Point localization data:
════════════════════

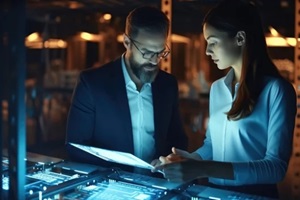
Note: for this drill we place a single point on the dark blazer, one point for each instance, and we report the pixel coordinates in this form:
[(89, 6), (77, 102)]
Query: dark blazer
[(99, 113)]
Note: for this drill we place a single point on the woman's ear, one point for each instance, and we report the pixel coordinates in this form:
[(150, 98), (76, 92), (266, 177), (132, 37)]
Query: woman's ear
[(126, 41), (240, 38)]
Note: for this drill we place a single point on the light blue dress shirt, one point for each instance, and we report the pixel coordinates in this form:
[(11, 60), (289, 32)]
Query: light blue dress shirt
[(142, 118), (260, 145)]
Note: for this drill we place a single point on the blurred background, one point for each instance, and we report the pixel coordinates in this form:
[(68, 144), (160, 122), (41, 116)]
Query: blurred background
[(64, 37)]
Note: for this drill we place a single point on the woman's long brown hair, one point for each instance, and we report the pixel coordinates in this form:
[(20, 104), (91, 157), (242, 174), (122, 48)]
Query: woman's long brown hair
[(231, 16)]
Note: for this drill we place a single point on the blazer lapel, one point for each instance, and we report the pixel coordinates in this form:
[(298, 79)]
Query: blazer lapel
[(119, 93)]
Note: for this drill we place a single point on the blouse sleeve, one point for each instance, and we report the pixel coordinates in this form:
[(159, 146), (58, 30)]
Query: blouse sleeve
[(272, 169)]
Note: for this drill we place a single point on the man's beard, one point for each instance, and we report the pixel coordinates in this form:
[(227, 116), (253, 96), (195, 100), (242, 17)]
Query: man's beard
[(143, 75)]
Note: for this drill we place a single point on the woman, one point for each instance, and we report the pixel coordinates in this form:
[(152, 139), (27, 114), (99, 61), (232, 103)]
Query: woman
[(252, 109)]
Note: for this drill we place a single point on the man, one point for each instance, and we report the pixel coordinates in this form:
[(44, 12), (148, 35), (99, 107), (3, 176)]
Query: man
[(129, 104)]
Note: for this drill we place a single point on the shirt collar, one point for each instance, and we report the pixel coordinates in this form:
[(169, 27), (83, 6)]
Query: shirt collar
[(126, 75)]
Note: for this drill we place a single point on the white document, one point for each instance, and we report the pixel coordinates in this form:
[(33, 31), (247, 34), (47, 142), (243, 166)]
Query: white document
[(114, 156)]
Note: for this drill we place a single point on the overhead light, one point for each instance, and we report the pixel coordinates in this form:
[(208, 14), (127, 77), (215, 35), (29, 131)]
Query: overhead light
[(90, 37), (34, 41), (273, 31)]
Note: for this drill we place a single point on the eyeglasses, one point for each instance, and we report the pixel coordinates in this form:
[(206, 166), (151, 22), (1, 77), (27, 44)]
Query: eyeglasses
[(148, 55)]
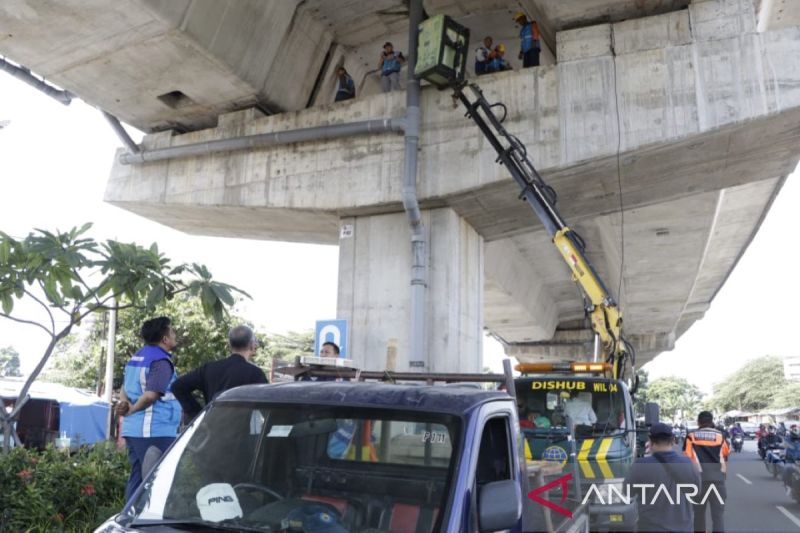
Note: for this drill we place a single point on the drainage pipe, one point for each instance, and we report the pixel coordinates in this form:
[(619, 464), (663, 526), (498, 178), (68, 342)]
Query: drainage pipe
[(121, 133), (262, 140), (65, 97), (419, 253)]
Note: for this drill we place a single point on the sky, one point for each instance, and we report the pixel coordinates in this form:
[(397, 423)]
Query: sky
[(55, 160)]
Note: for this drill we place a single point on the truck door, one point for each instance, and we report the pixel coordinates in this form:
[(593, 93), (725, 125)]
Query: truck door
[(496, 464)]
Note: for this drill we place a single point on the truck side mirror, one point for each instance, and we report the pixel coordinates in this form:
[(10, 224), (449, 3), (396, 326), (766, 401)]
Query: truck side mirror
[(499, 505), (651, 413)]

════════════════════

Set down every record exactly, without the pictures.

Note: for this drill we place a single point on the dark blazer, one point for each instance, and we report the pixel coordinates in this form:
[(89, 6), (77, 102)]
Query: dark blazer
[(99, 113)]
Note: for this drill we place a single point on the woman's ear, one point for each instance, and we report the pixel coordinates in this form:
[(150, 98), (76, 92), (266, 177), (132, 37)]
Query: woman's ear
[(126, 41), (240, 38)]
Note: for this drill we place a single point on the light blue dress shirt, one point for each instance, and we report the pixel coordinates in this form:
[(11, 60), (289, 32)]
Query: light blue dress shirt
[(142, 118), (260, 145)]
Note: for this drill we place a single point on the blurred background, one point for each instance, and we report the pixel coordinates in this form:
[(68, 144), (160, 122), (41, 116)]
Query: blurred background
[(64, 37)]
Note: for this drill we place a single point on the woman's long brown hair, one point for each instance, and we report the pixel coordinates in this form:
[(20, 104), (91, 157), (242, 174), (122, 48)]
Query: woman's long brown hair
[(231, 16)]
Note: for this drill we place a single point on the blazer lapel, one point for each instance, and we report the pixel coordinates in this form:
[(298, 79)]
Query: blazer lapel
[(119, 93)]
Note: for this drill we place a single point on the blouse sleeve, one point for each instance, and we report the pixel coordinates in this form:
[(159, 146), (58, 30)]
Query: blouse sleeve
[(272, 169)]
Note: for this drill we place a single point on the man's beard, one point for each instance, and we report the pixel coordinates in this form:
[(227, 116), (253, 96), (195, 100), (242, 17)]
Query: man's beard
[(143, 75)]
Note: for this drill we place a single point on the woman, one point for each instance, and we report the pixel coordinates in this form:
[(152, 139), (27, 114), (99, 61), (232, 103)]
Query: woman
[(252, 109)]
Note: for this drill we place a single point on the man, one point for each instance, and we report the pixel coordinates in this form:
[(44, 12), (148, 35), (99, 107), (3, 176)]
Query: man
[(129, 104)]
Note: for this drill we place a single point on the shirt collar, one point for each instance, and we report the pixel coordinates in this form:
[(169, 27), (83, 6)]
Query: shirt collar
[(126, 75)]
Note: for this drill we place a single point on the white document, one point for each instance, and we report the pixel coordinates in this form:
[(33, 31), (247, 34), (47, 142), (243, 166)]
Query: white document
[(114, 156)]
Note: for this drill we place a single point on the overhead light, one point for each instance, and we report the pixel coordinates in this form:
[(208, 14), (127, 77), (215, 35), (29, 131)]
Query: overhead light
[(90, 37), (34, 41), (273, 31)]
Note: for this drill we place a single point on the eyeglasses, one point for each instance, and we report the pixel coordinates in this form:
[(206, 166), (151, 22), (1, 77), (27, 44)]
Query: eyeglasses
[(148, 55)]
Note: for this drill we place a single point on the drainage pipe, one point for each instance, and we report the pixel coordinates in this form:
[(619, 464), (663, 526), (498, 178), (68, 342)]
Query: drainage pipe
[(121, 133), (262, 140), (65, 97), (419, 253)]
Note: for this drill we place a single point on the sky, one point for each instance, and we report the pixel coordinates in this form:
[(397, 423)]
Query: sky
[(55, 160)]
Note: for this drill we place a single point on the truck door, one point for each instance, and we report the pixel coordinates in this form:
[(593, 93), (725, 125)]
Query: truck door
[(496, 464)]
Note: for this drill we place a single point on the truck side mirror, one point for each instance, and we report the pixel coordinates in this form:
[(10, 224), (449, 3), (396, 326), (766, 401)]
Query: truck side mirror
[(499, 505), (651, 413)]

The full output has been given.